■ Aim ■
Quote every entry word for word.

==========

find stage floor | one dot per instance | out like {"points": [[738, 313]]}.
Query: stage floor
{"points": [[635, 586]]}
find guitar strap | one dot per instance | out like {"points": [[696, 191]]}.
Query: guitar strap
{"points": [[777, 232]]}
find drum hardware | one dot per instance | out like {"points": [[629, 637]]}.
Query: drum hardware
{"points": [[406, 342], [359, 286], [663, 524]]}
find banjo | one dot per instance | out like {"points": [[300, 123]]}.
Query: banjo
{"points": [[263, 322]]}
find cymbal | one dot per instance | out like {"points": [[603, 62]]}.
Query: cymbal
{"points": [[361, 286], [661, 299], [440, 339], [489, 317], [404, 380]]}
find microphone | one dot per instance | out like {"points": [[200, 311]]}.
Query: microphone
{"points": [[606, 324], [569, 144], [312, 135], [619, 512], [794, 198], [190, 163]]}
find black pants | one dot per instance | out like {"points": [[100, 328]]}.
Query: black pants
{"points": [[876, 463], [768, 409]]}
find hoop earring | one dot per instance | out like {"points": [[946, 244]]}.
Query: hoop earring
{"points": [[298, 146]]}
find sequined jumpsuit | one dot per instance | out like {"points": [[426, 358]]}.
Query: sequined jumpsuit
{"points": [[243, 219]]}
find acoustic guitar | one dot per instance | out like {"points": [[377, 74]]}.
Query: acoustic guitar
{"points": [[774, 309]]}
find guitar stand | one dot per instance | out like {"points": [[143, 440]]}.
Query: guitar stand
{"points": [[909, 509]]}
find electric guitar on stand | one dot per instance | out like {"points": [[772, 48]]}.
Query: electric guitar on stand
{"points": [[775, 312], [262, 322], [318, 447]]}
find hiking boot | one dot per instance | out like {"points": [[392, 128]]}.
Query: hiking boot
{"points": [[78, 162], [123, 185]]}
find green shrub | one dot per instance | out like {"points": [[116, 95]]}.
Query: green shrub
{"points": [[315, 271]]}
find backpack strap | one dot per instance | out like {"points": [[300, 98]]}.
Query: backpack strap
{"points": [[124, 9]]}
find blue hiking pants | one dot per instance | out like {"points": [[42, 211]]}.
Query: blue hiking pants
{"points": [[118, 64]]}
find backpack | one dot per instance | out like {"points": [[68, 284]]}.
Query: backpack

==========

■ Full output ■
find stage floor | one dot per instance | out like {"points": [[738, 313]]}.
Query: stage floor
{"points": [[635, 586]]}
find guitar strap | one dot per instance | out like {"points": [[696, 191]]}.
Query: guitar strap
{"points": [[777, 232]]}
find drum hardware | one dot per instance | out like {"points": [[629, 637]]}.
Query: drum hardware
{"points": [[406, 342], [359, 286], [663, 524]]}
find banjo | one dot per instance | out like {"points": [[300, 123]]}.
Query: banjo
{"points": [[263, 322]]}
find cymbal | one dot per instance | out like {"points": [[603, 62]]}.
Query: cymbal
{"points": [[361, 286], [661, 299], [440, 339], [489, 317], [404, 380]]}
find microphone | one dot per instance | out like {"points": [[200, 311]]}.
Query: microphone
{"points": [[606, 324], [569, 144], [312, 135], [619, 512], [794, 198], [190, 163]]}
find black pants | one dot per instance | out like {"points": [[100, 328]]}.
Query: black pants
{"points": [[876, 463], [768, 409]]}
find hoop earring | one dot per instance | out like {"points": [[946, 244]]}.
Query: hoop earring
{"points": [[298, 146]]}
find sequined jumpsuit | one dot per instance | out like {"points": [[426, 358]]}.
Query: sequined jumpsuit
{"points": [[243, 219]]}
find acoustic guitar | one dot per instance | out like {"points": [[377, 74]]}.
Query: acoustic guitar
{"points": [[774, 309]]}
find guitar stand | one dot per instance | out like {"points": [[143, 440]]}.
Query: guitar stand
{"points": [[909, 509]]}
find electric guitar on stand | one dot per instance | out like {"points": [[772, 48]]}.
Query: electric guitar on stand
{"points": [[775, 312], [262, 322], [318, 447]]}
find hiking boot | one dot per instance | out like {"points": [[392, 128]]}.
Query: hiking boot
{"points": [[78, 162], [123, 185]]}
find green shrub | one dot per instance | out like {"points": [[116, 95]]}.
Query: green shrub
{"points": [[315, 271]]}
find backpack strap | one dot per instance | out like {"points": [[300, 98]]}.
Query: backpack strap
{"points": [[124, 9]]}
find blue hiking pants | one dot per instance | out like {"points": [[42, 211]]}.
Query: blue hiking pants
{"points": [[118, 64]]}
find backpack | one dot per instance | out like {"points": [[68, 284]]}.
Query: backpack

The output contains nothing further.